(Given task): Copy out the stretch of lines from the line containing "Please draw the outline of every instance of the person" through the end of the lines, word for word.

[start of Extracted data]

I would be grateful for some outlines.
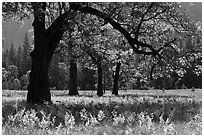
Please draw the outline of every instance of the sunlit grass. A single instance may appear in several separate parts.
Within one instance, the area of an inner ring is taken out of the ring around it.
[[[4,92],[2,134],[201,134],[201,90],[108,92],[57,91],[44,105],[27,104],[26,92]]]

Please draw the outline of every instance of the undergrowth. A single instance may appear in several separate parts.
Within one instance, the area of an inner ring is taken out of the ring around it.
[[[202,103],[189,98],[96,100],[3,102],[2,134],[202,134]]]

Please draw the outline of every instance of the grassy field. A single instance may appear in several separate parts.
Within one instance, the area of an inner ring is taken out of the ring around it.
[[[202,134],[202,90],[52,91],[29,105],[26,91],[2,92],[2,134]]]

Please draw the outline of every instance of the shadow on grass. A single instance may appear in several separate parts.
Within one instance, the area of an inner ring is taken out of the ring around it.
[[[137,98],[144,97],[145,95],[119,95],[120,98]],[[83,96],[84,97],[84,96]],[[86,97],[92,98],[93,96],[88,95]],[[145,96],[146,97],[146,96]],[[137,100],[134,99],[134,102],[116,102],[109,98],[108,103],[92,102],[84,103],[81,102],[59,102],[56,101],[53,104],[43,104],[43,105],[30,105],[27,104],[25,100],[21,101],[7,101],[2,102],[2,118],[3,124],[8,120],[9,115],[15,115],[17,112],[22,109],[30,110],[34,109],[37,112],[37,116],[42,117],[41,111],[44,111],[46,115],[51,114],[51,117],[56,117],[56,125],[64,122],[64,116],[66,112],[71,113],[75,117],[76,124],[83,123],[81,117],[82,110],[85,110],[87,115],[97,117],[100,110],[105,114],[104,122],[112,122],[113,112],[117,114],[140,114],[141,112],[147,112],[148,115],[151,115],[153,121],[158,122],[159,117],[163,115],[163,119],[166,120],[170,118],[174,122],[188,122],[193,116],[200,113],[201,111],[201,102],[195,102],[194,100],[186,99],[186,96],[161,96],[163,101],[156,100],[156,96],[152,95],[151,97],[155,98],[155,101],[150,101],[148,99]],[[182,97],[183,100],[177,100],[176,98]],[[77,98],[77,97],[76,97]],[[168,100],[171,99],[171,100]],[[174,99],[172,99],[174,98]],[[97,99],[97,98],[96,98]]]

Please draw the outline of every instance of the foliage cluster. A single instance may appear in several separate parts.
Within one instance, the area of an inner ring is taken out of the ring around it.
[[[3,134],[192,135],[202,130],[201,102],[191,98],[67,97],[54,103],[3,102]]]

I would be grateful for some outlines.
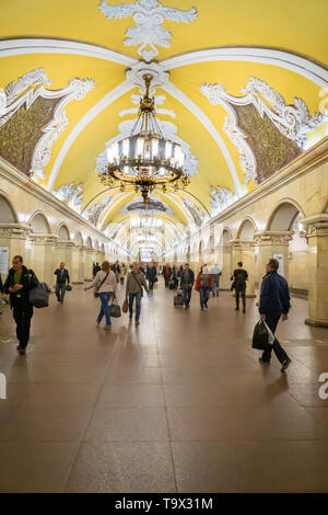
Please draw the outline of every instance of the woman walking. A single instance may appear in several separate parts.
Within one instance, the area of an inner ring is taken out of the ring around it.
[[[203,308],[208,309],[208,301],[211,295],[212,288],[212,276],[209,273],[207,265],[203,265],[200,268],[200,272],[196,279],[195,289],[199,291],[200,308],[203,311]]]
[[[110,264],[108,261],[104,261],[102,263],[102,268],[96,273],[93,282],[87,286],[84,286],[84,290],[86,291],[93,287],[97,288],[97,294],[101,299],[101,311],[97,318],[97,325],[99,325],[103,317],[105,316],[106,325],[104,329],[105,331],[109,331],[112,322],[108,302],[112,300],[112,304],[113,299],[116,298],[116,276],[115,273],[110,270]]]

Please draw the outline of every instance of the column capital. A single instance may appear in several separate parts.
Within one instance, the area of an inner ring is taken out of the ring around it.
[[[257,245],[288,245],[294,231],[258,231],[254,234]]]
[[[0,238],[25,240],[31,232],[32,228],[24,224],[0,224]]]
[[[328,236],[328,214],[321,213],[319,215],[309,216],[300,220],[300,224],[306,226],[306,237]]]
[[[58,236],[56,234],[42,234],[42,233],[31,233],[30,240],[34,245],[54,245],[58,240]]]
[[[57,240],[57,247],[59,249],[72,249],[74,244],[75,243],[71,240]]]
[[[236,240],[230,240],[230,244],[233,245],[234,249],[243,249],[243,250],[253,250],[255,247],[255,240],[243,240],[237,238]]]

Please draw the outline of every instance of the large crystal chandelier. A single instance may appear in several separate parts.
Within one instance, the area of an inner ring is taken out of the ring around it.
[[[113,142],[107,148],[108,168],[101,181],[109,186],[119,183],[121,191],[134,186],[144,203],[149,194],[167,185],[176,190],[190,180],[183,167],[185,152],[180,145],[164,138],[155,117],[155,101],[150,96],[151,75],[144,75],[145,94],[140,99],[138,119],[128,138]]]

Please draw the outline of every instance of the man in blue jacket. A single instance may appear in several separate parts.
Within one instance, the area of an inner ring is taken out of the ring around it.
[[[261,284],[259,304],[260,319],[266,321],[273,335],[280,317],[282,316],[282,320],[288,320],[288,313],[291,306],[288,282],[277,273],[278,268],[279,261],[273,259],[269,260],[269,263],[267,264],[267,274],[265,275]],[[263,352],[259,360],[261,363],[270,363],[272,348],[282,365],[281,371],[284,371],[289,367],[291,359],[276,336],[272,345],[269,350]]]
[[[68,270],[65,267],[65,263],[60,263],[59,268],[54,272],[57,275],[57,283],[56,283],[56,296],[57,300],[60,304],[63,304],[63,297],[66,294],[66,283],[70,284],[70,275]]]

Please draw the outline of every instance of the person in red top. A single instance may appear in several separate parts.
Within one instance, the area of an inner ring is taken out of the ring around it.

[end of Extracted data]

(Task result):
Please draw the outline of every instance of the person in red top. A single instance may appear in several separate parts.
Within one instance, the area of an inner ring is taken out of the ring around it.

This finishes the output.